→ **What to work on**
Change every occurrence of "positive clicks" to "foreground clicks" throughout the records below, and leave every other character unchanged.

→ **Exercise inputs**
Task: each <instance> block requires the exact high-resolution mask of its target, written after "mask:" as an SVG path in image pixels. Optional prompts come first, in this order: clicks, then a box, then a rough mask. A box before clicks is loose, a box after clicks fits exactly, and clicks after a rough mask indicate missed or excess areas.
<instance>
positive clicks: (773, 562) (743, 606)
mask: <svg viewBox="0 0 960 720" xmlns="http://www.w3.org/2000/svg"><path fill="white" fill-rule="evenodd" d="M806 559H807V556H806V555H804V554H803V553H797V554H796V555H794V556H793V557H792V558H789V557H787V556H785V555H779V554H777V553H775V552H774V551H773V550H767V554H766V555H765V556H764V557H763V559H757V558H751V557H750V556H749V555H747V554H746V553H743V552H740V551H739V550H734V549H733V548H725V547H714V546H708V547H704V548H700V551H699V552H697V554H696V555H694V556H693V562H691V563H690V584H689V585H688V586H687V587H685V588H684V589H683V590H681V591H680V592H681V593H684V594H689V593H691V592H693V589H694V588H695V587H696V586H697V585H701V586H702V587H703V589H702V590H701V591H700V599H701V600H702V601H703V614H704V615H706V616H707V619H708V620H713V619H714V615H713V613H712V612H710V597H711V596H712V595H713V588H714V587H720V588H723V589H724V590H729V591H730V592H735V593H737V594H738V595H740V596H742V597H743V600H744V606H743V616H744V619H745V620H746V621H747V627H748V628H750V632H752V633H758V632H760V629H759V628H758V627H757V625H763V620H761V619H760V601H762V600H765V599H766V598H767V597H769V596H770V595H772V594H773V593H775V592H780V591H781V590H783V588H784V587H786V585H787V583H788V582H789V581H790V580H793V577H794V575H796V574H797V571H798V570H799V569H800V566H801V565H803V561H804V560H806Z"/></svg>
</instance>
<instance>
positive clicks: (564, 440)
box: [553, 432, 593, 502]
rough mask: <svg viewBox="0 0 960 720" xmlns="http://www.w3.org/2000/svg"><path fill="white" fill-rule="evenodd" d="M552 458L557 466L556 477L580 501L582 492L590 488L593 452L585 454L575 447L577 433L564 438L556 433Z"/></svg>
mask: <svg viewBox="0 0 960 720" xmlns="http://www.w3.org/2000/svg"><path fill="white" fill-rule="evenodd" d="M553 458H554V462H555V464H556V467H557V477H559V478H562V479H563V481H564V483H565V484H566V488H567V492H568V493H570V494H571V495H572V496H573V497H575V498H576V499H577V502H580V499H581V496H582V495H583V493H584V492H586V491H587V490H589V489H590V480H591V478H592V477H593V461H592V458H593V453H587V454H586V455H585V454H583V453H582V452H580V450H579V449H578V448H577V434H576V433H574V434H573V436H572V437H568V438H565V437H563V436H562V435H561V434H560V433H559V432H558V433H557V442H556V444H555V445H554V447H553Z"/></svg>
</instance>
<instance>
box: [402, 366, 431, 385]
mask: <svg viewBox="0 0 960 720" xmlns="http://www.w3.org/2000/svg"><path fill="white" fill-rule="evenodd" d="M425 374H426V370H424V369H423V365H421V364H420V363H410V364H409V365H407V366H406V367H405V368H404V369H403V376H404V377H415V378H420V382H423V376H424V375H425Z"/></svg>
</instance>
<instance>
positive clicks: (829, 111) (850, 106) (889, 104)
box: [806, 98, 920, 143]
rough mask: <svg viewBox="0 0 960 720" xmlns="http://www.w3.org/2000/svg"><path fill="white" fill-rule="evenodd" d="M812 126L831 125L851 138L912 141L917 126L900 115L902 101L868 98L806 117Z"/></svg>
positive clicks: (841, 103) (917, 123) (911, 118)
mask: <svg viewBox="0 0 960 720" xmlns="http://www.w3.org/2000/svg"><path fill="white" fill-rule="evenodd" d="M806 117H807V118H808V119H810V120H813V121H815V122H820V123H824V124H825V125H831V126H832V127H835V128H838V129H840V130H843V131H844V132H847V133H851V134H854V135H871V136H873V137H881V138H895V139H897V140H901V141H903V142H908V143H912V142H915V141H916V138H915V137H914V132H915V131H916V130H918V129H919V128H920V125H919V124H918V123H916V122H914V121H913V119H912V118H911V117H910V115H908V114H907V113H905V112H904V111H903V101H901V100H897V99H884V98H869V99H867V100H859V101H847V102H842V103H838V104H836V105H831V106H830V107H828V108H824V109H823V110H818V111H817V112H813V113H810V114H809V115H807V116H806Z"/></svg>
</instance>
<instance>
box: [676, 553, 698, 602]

→ **Solution to the exercise**
Task: each <instance> block requires the exact high-resolution mask of its target, written after "mask:" as an SVG path in image pixels. Optional prompts come first, in this order: clicks, then a box, then a rough mask. A box before clicks is loose, a box after clicks fits exactly, and clicks after a rough mask indicate missed or excess areas.
<instance>
foreground clicks: (773, 562) (743, 606)
mask: <svg viewBox="0 0 960 720" xmlns="http://www.w3.org/2000/svg"><path fill="white" fill-rule="evenodd" d="M806 559H807V556H806V555H804V554H803V553H797V554H796V555H794V556H793V557H792V558H789V557H787V556H785V555H779V554H777V553H775V552H774V551H773V550H767V554H766V555H765V556H764V557H763V559H757V558H751V557H750V556H749V555H747V554H746V553H743V552H740V551H739V550H734V549H733V548H725V547H714V546H708V547H704V548H700V551H699V552H697V554H696V555H694V556H693V562H691V563H690V584H689V585H688V586H687V587H685V588H684V589H683V590H681V591H680V592H681V593H684V594H689V593H691V592H693V589H694V588H695V587H696V586H697V585H701V586H702V587H703V589H702V590H701V591H700V599H701V600H702V601H703V614H704V615H706V616H707V619H708V620H713V619H714V615H713V613H712V612H710V597H711V596H712V595H713V588H714V587H720V588H723V589H724V590H729V591H730V592H735V593H737V594H738V595H740V596H742V597H743V600H744V606H743V616H744V619H745V620H746V621H747V627H748V628H750V632H752V633H758V632H760V629H759V628H758V627H757V625H763V620H761V619H760V601H762V600H765V599H766V598H767V597H769V596H770V595H772V594H773V593H775V592H780V591H781V590H783V588H784V587H786V585H787V583H788V582H789V581H790V580H793V577H794V575H796V574H797V571H798V570H799V569H800V566H801V565H803V561H804V560H806Z"/></svg>
</instance>
<instance>
foreground clicks: (564, 440)
box: [553, 432, 593, 502]
rough mask: <svg viewBox="0 0 960 720" xmlns="http://www.w3.org/2000/svg"><path fill="white" fill-rule="evenodd" d="M552 458L557 466L556 477L580 501L582 492L590 488L593 452L585 454L575 447L577 433L564 438L556 433Z"/></svg>
mask: <svg viewBox="0 0 960 720" xmlns="http://www.w3.org/2000/svg"><path fill="white" fill-rule="evenodd" d="M553 458H554V462H555V464H556V467H557V477H559V478H562V479H563V481H564V483H565V484H566V488H567V492H568V493H570V494H571V495H572V496H573V497H575V498H576V499H577V502H580V499H581V496H582V495H583V493H584V492H586V491H587V490H589V489H590V480H591V478H592V477H593V461H592V458H593V453H587V454H586V455H585V454H583V453H582V452H580V450H579V449H578V448H577V434H576V433H574V434H573V436H572V437H568V438H565V437H563V436H562V435H561V434H560V433H559V432H558V433H557V442H556V444H555V445H554V447H553Z"/></svg>
</instance>
<instance>
box: [402, 366, 431, 385]
mask: <svg viewBox="0 0 960 720" xmlns="http://www.w3.org/2000/svg"><path fill="white" fill-rule="evenodd" d="M425 374H426V370H424V369H423V365H421V364H420V363H410V364H409V365H407V366H406V367H405V368H404V369H403V376H404V377H415V378H420V382H423V376H424V375H425Z"/></svg>
</instance>
<instance>
foreground clicks: (829, 111) (850, 106) (889, 104)
box: [806, 98, 920, 143]
rough mask: <svg viewBox="0 0 960 720" xmlns="http://www.w3.org/2000/svg"><path fill="white" fill-rule="evenodd" d="M812 126L831 125L851 138L912 141L917 126L900 115L902 101L868 98L806 117Z"/></svg>
foreground clicks: (841, 103) (917, 123) (911, 118)
mask: <svg viewBox="0 0 960 720" xmlns="http://www.w3.org/2000/svg"><path fill="white" fill-rule="evenodd" d="M806 117H807V118H808V119H810V120H813V121H815V122H820V123H824V124H825V125H831V126H832V127H835V128H838V129H840V130H843V131H844V132H847V133H851V134H854V135H871V136H873V137H881V138H895V139H897V140H901V141H903V142H908V143H912V142H915V141H916V138H915V137H914V132H915V131H916V130H918V129H919V128H920V125H919V124H918V123H916V122H914V121H913V119H912V118H911V117H910V115H908V114H907V113H905V112H904V111H903V101H901V100H897V99H884V98H869V99H867V100H859V101H847V102H842V103H838V104H836V105H831V106H830V107H828V108H824V109H823V110H818V111H817V112H813V113H810V114H809V115H807V116H806Z"/></svg>
</instance>
<instance>
box: [676, 553, 698, 602]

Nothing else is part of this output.